| Point localization data |
-- -- --

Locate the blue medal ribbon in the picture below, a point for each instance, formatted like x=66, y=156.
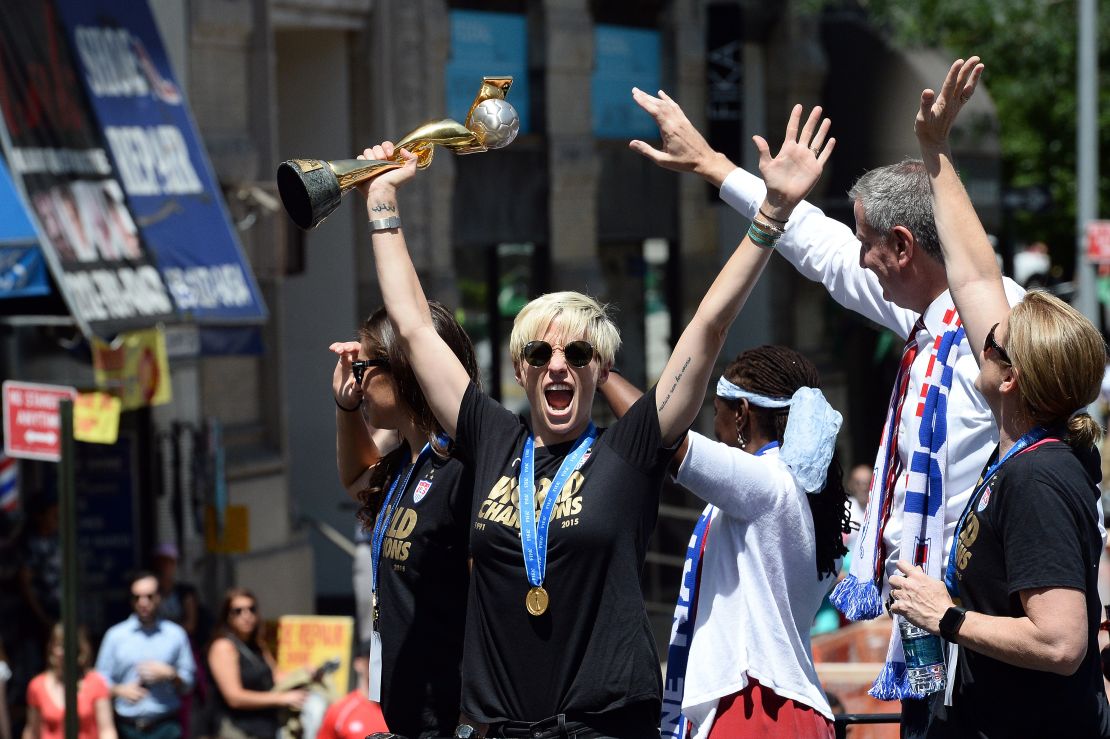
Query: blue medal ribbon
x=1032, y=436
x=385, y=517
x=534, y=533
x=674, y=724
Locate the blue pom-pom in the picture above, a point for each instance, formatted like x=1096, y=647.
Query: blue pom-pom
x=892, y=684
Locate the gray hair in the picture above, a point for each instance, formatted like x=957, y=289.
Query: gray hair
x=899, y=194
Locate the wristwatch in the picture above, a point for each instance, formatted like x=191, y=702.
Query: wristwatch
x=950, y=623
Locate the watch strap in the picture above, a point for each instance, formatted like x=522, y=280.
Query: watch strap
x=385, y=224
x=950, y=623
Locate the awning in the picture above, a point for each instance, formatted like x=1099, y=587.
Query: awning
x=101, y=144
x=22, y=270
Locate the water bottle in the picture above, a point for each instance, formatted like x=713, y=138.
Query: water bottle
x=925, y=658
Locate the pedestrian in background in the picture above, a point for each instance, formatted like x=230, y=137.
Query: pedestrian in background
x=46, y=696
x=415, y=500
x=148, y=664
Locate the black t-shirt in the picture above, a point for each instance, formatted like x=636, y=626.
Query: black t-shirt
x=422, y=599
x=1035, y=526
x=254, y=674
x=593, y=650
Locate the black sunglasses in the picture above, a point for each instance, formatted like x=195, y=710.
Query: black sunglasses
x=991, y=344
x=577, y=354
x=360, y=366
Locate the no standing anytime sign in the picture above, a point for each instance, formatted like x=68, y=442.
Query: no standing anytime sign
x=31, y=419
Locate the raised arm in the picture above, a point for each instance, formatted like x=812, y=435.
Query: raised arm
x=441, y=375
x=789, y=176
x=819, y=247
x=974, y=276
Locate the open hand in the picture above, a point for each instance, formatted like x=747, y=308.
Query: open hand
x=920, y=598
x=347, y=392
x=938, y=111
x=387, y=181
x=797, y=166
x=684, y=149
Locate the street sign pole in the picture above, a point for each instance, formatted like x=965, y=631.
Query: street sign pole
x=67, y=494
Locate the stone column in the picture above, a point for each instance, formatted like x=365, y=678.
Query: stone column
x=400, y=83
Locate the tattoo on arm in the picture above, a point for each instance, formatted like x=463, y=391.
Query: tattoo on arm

-- -- --

Return only what runs from the line containing "Query: raised arm" to the last line of the records above, both ends included, exactly as written.

| Solution for this exercise |
Query: raised arm
x=441, y=375
x=789, y=176
x=819, y=247
x=974, y=276
Locate the open hand in the picture above, a point for each instance, formatted like x=747, y=308.
Query: open hand
x=920, y=598
x=347, y=392
x=938, y=111
x=387, y=181
x=797, y=166
x=684, y=149
Locate the street sign pole in the picture above, a point for each instance, formatted like x=965, y=631.
Query: street sign pole
x=67, y=494
Locate the stone column in the picture above, a point for each instance, formatted like x=365, y=678.
Query: stone column
x=400, y=83
Locate the tattoo on arm in the picture above, a point for each instance, formatted like x=463, y=391.
Query: tattoo on arm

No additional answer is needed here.